-- begin Extracted text --

# whiskey-shaped poisons



## yarbo (Dec 12, 2008)

Hello to all from a brand new member! I've been collecting bottles since I was a child, and after almost 40 yrs., I'm amazed by how much there is still to learn. I've recently become fascinated with so-called "whiskey-shaped" poison/ammonia bottles and have bought every one I've seen on ebay over the last year or so (7 different + 1 double for sale or trade, as well as a couple of stoneware types) Of these, 4 are either unlisted or somehow different from those listed by Kuhn. Would love to hear from other collectors and see your bottles of this type. Are there any articles, publications, etc.with info on this type of bottle? Thanks for your input...


----------



## cyberdigger (Dec 12, 2008)

Welcome to the forum, Yarbo! I joined a few weeks ago and I love this place!!
 I have but one bottle like the ones you described.. my understanding is that they are pretty common, although I never saw one actually embossed "poison" in this shape.. ammonia and bluing (bleach) yes.. here's mine, embossed "Pearl Ammonia, Trade Mark... Charles F Slade, Buffalo, NY"


----------



## cyberdigger (Dec 12, 2008)

a side view...


----------



## yarbo (Dec 12, 2008)

Hi Cyberdigger and thanks for the response! Actually, the bottles I'm referring to are round, and shaped like a whiskey fifth, although some are shaped more like a beer or wine bottle, but they have the typical "warning" patterns (ribs, bumps, or cross-hatching) embossed on them like other poisons.All the ones I have are from England, Scotland, or Australia/N.Z..Some are embossed "poisonous" or "not to be taken" (or both), but some just have the company/product  name. If you have Rudy Kuhn's books, they are numbered KC-28 through -36, as well as some others. They are much larger than many poisons (10"-12").  I hope to overcome my  technological ignorance so I can post some pics in the near future. Thanks again!


----------

-- end Extracted text --

## Stated task 1
According to the forum thread on whiskey-shaped poisons, which countries are all of yarbo's bottles from?

-- begin Records to process --

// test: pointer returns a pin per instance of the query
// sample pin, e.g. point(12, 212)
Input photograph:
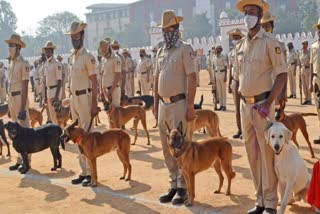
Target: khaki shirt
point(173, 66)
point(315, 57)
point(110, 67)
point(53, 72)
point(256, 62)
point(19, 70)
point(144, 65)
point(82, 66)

-- end Records to process --
-- begin Records to process --

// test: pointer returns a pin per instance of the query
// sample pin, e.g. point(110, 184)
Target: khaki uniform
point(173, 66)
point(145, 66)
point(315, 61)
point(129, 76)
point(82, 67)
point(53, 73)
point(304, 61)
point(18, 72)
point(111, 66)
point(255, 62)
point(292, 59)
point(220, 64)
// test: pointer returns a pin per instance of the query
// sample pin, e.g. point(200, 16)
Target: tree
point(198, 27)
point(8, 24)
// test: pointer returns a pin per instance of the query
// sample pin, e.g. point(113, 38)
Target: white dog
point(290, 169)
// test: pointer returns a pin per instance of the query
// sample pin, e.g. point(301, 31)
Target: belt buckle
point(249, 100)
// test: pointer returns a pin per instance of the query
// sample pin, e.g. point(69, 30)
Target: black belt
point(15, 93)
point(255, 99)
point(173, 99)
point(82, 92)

-- end Records to process --
-- begin Records to process --

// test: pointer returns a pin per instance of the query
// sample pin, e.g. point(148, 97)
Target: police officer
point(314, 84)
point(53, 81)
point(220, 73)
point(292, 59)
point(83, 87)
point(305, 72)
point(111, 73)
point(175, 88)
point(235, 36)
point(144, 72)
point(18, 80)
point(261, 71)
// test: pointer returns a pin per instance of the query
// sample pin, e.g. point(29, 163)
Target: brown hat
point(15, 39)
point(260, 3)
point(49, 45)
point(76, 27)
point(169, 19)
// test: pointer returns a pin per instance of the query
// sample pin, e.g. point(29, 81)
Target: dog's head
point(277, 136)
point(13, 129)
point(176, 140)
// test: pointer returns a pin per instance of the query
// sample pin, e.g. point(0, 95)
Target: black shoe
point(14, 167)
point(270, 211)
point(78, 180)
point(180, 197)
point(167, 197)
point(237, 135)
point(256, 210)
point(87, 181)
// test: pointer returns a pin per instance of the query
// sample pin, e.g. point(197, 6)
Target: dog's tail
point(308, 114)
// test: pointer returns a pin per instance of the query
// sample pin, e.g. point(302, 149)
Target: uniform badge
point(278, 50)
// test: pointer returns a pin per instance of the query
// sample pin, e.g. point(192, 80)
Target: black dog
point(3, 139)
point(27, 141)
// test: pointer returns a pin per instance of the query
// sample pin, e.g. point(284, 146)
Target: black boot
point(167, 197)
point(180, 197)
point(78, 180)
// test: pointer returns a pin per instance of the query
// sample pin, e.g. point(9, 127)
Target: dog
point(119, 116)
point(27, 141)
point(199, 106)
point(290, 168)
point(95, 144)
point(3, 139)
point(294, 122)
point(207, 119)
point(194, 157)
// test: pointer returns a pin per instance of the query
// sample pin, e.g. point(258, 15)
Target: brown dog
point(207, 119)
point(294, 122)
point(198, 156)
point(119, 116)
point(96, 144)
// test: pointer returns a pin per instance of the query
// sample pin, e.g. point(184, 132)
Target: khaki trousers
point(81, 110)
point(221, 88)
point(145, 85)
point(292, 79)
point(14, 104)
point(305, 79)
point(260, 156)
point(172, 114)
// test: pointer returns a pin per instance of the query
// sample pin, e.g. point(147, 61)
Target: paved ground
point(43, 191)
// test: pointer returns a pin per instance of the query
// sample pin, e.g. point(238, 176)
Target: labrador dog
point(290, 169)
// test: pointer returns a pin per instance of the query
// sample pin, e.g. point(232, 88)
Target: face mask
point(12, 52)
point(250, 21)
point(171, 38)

-- end Records to process --

## Stated task 2
Show each line of the entries above that contains the string "uniform", copied in full.

## Task output 1
England, Scotland, or Australia/N.Z.

## Task output 2
Target: khaki uniform
Target: uniform badge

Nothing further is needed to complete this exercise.